Task instructions:
1: Using the SnQL reference below, mark each statement (a), (b) and (c) yes or no, and support each mark with the deciding words quoted from it. (a) In a subquery match, the outer query may reference only columns and aliases from the inner query's SELECT clause. (b) Join keys can be customized in each query. (c) In a join, column references must be qualified with the alias.
2: Write what comes next in the SnQL reference below, picking up after its final sentence.

Reading passage:
· · · · ·

Skip to main content
SnQL (Snuba Query Language) is a SQL-like declarative language for querying event data in Snuba. It provides a structured way to query entities with support for joins, subqueries, aggregations, and filtering.

Query Structure

A SnQL query follows this general structure:
MATCH simple | join | subquery
SELECT [expressions] | [aggregations BY expressions]
ARRAY JOIN [column]
WHERE condition [[AND | OR] condition]*
HAVING condition [[AND | OR] condition]*
ORDER BY expression ASC|DESC [, expression ASC|DESC]*
LIMIT n BY [expressions]
LIMIT n
OFFSET n
GRANULARITY n
TOTALS boolean

MATCH Clause

The MATCH clause identifies which entity or storage to query. There are three types of MATCH patterns:

Simple Match

Query a single entity or storage:
MATCH (events)
For datasets without entities, query storage directly:
MATCH (STORAGE(profile_chunks))
Optionally include sampling:
MATCH (events SAMPLE 0.1)  -- Sample 10% of rows
MATCH (events SAMPLE 1000)  -- Sample 1000 rows
MATCH (events)
SELECT count() AS event_count
WHERE project_id = 1
  AND timestamp >= toDateTime('2024-01-01')
  AND timestamp < toDateTime('2024-01-02')

Subquery Match

Query the results of another query:
MATCH {
  MATCH (transactions)
  SELECT avg(duration) AS avg_d BY transaction
  WHERE project_id = 1
    AND timestamp >= toDateTime('2024-01-01')
    AND timestamp < toDateTime('2024-01-02')
}
SELECT max(avg_d) AS max_avg_duration
Subqueries allow you to compute aggregations over already-aggregated data. The outer query can only reference columns and aliases from the inner query’s SELECT clause.
Subqueries are useful for computing percentiles of aggregates, filtering on aggregated values, or performing multi-level rollups.

Join Match

Query across multiple related entities:
MATCH (e: events) -[grouped]-> (gm: groupedmessage)
SELECT e.event_id, gm.status, count() AS event_count
BY e.group_id, gm.status
WHERE e.project_id = 1
  AND gm.project_id = 1
  AND e.timestamp >= toDateTime('2024-01-01')
  AND e.timestamp < toDateTime('2024-01-02')
Multiple joins are supported:
MATCH
  (e: events) -[grouped]-> (g: groupedmessage),
  (e: events) -[assigned]-> (a: groupassignee)
SELECT count() AS total BY e.project_id, g.id
WHERE a.user_id = "user_123"
  AND e.timestamp >= toDateTime('2024-01-01')
  AND e.timestamp < toDateTime('2024-01-02')
When using joins:
  • Each entity must have a unique alias
  • All column references must be qualified with the alias (e.g., e.event_id)
  • Join keys and types are defined in the entity data model and cannot be customized per query
  • Not all entities can be joined together

SELECT Clause

The SELECT clause specifies which columns and computations to return.

· · · · ·

Data block:
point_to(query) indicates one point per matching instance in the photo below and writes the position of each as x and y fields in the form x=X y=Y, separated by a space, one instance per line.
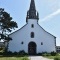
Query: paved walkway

· · · · ·

Task responses:
1:
(a) Yes: "The outer query can only reference columns and aliases from the inner query’s SELECT clause."
(b) No: "Join keys and types are defined in the entity data model and cannot be customized per query"
(c) Yes: "All column references must be qualified with the alias (e.g., e.event_id)"

2:
Basic Selection

SELECT event_id, project_id, timestamp

With Aliases

SELECT event_id AS id, project_id AS pid

Functions

SELECT 
  toString(event_id) AS event_id_str,
  toStartOfHour(timestamp) AS hour

Aggregations

When using aggregation functions, use the BY clause for grouping:
SELECT count() AS total, sum(duration) AS total_duration
BY project_id, transaction
WHERE timestamp >= toDateTime('2024-01-01')
  AND timestamp < toDateTime('2024-01-02')
If using aggregations without a BY clause, only aggregation functions are allowed in SELECT. You cannot mix aggregations and non-aggregated columns without grouping.

WHERE Clause

Filters rows before aggregation. Supports standard comparison operators and boolean logic.

Operators

  • = Equal
  • != Not equal
  • < Less than
  • <= Less than or equal
  • > Greater than
  • >= Greater than or equal

Examples

-- Basic conditions
WHERE project_id = 1
  AND timestamp >= toDateTime('2024-01-01')
  AND timestamp < toDateTime('2024-01-02')

-- IN operator
WHERE project_id IN array(1, 2, 3)
  AND environment IN array('production', 'staging')

-- LIKE operator
WHERE transaction LIKE '%/api/%'
  AND transaction NOT LIKE '%/health%'

-- NULL checks
WHERE error_message IS NOT NULL
  AND user_id IS NOT NULL

-- Complex boolean logic
WHERE (status_code >= 500 OR status_code = 429)
  AND (environment = 'production' OR environment = 'staging')
Most entities require specific conditions:
  • project_id: Usually required
  • timestamp range: Required for time-based entities
  • Example: timestamp >= toDateTime('2024-01-01') AND timestamp < toDateTime('2024-01-02')

HAVING Clause

Filters rows after aggregation. Uses the same operators as WHERE but operates on aggregated results:
SELECT count() AS error_count, transaction
BY transaction
WHERE timestamp >= toDateTime('2024-01-01')
  AND timestamp < toDateTime('2024-01-02')
HAVING error_count > 100

ORDER BY Clause

Sorts results by one or more expressions:
-- Single column
ORDER BY timestamp DESC

-- Multiple columns
ORDER BY project_id ASC, timestamp DESC

-- By aggregation
SELECT count() AS total BY transaction
WHERE timestamp >= toDateTime('2024-01-01')
ORDER BY total DESC

LIMIT and OFFSET

Control result set size:
LIMIT 100        -- Return up to 100 rows
LIMIT 100 OFFSET 50  -- Skip 50 rows, then return 100
Default limit is 1000 rows if not specified. Default offset is 0.

LIMIT BY

Limit results per group:
SELECT event_id, transaction, timestamp
BY transaction
WHERE timestamp >= toDateTime('2024-01-01')
ORDER BY timestamp DESC
LIMIT 10 BY transaction  -- Return up to 10 events per transaction
LIMIT 100  -- Total limit across all groups

GRANULARITY

Groups time-based results into buckets. Used with special time-series columns:
MATCH (events)
SELECT count() AS event_count BY time
WHERE timestamp >= toDateTime('2024-01-01')
  AND timestamp < toDateTime('2024-01-02')
GRANULARITY 3600  -- Group by hour (3600 seconds)
Common granularity values:
  • 60 - 1 minute
  • 300 - 5 minutes
  • 3600 - 1 hour
  • 86400 - 1 day
The magic column name varies by entity. For events, it’s time. Check entity documentation for the correct column name.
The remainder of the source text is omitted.